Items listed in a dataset
## BEGIN

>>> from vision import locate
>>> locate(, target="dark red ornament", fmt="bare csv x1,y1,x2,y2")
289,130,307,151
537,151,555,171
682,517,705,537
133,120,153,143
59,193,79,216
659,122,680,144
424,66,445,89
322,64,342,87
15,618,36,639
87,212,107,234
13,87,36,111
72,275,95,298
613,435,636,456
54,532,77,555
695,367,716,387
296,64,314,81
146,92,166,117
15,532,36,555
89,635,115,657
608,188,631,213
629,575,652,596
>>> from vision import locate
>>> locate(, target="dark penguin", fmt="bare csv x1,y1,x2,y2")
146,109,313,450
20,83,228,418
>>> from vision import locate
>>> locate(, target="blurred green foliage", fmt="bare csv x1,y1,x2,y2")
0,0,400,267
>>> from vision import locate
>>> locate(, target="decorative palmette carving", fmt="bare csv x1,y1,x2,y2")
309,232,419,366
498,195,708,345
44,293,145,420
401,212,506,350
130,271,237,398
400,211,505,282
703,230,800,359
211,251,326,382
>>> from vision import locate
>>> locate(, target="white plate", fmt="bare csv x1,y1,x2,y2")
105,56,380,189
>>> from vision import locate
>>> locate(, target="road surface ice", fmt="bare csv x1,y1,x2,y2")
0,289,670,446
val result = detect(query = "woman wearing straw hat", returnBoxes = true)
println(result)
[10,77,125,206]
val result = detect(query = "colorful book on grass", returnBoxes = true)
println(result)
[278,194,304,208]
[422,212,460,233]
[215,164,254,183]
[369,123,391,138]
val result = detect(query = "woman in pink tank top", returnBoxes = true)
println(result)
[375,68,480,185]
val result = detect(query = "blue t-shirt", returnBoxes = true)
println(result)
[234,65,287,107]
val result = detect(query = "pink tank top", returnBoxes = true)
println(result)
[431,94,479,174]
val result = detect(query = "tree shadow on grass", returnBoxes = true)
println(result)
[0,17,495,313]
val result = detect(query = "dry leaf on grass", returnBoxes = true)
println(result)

## END

Task brief –
Rewrite the data from the line containing "in pink tank" up to and including the last line of the data as a Markdown table, with the columns "Row" and "Line" and blank lines omitted.

Response –
| Row | Line |
|---|---|
| 1 | val result = detect(query = "woman in pink tank top", returnBoxes = true) |
| 2 | println(result) |
| 3 | [375,68,480,185] |
| 4 | val result = detect(query = "blue t-shirt", returnBoxes = true) |
| 5 | println(result) |
| 6 | [234,65,287,107] |
| 7 | val result = detect(query = "pink tank top", returnBoxes = true) |
| 8 | println(result) |
| 9 | [431,94,479,174] |
| 10 | val result = detect(query = "tree shadow on grass", returnBoxes = true) |
| 11 | println(result) |
| 12 | [0,17,495,313] |
| 13 | val result = detect(query = "dry leaf on grass", returnBoxes = true) |
| 14 | println(result) |